Work instructions:
Once the line with "# annotate each instance of the black" is found in the data, output it and each following line exactly, up to and including the line with "# annotate each instance of the man", and nothing before or after.

(Dataset entries)

————————

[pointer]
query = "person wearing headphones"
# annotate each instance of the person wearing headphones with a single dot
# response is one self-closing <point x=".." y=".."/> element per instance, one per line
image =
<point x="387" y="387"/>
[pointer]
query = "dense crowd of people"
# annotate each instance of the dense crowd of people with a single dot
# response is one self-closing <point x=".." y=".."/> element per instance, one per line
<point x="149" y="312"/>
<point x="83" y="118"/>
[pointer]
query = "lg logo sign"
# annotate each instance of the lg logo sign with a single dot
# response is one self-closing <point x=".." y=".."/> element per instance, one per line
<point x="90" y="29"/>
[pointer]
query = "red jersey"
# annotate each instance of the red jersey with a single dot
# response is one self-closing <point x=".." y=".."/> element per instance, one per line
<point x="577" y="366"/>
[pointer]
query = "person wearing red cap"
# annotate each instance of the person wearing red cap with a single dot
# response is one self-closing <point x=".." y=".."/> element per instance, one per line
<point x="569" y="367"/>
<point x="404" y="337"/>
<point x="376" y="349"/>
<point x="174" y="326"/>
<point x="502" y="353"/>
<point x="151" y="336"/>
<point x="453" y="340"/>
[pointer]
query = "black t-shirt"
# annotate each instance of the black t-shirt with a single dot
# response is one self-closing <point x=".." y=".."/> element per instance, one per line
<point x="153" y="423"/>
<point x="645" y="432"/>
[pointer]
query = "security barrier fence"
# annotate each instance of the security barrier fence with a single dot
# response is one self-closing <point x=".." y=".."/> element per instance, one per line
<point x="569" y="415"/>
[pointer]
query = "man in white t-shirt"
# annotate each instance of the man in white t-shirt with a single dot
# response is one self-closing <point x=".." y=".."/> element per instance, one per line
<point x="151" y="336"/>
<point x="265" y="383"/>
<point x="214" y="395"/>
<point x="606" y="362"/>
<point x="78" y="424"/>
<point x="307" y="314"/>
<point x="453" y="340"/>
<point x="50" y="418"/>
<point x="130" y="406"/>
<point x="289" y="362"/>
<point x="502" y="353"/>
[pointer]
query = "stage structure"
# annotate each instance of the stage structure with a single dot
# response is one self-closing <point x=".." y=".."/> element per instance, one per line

————————

Solution:
# annotate each instance of the black t-shirt with a single dot
# response is one self-closing <point x=".." y=".."/> element per instance, one per line
<point x="153" y="423"/>
<point x="645" y="432"/>
[pointer]
query = "security barrier fence"
# annotate each instance of the security barrier fence with a single dot
# response is one self-closing <point x=".." y=".."/> element per instance, one per line
<point x="569" y="415"/>
[pointer]
query = "man in white t-shirt"
# annotate each instance of the man in white t-shirt with a single dot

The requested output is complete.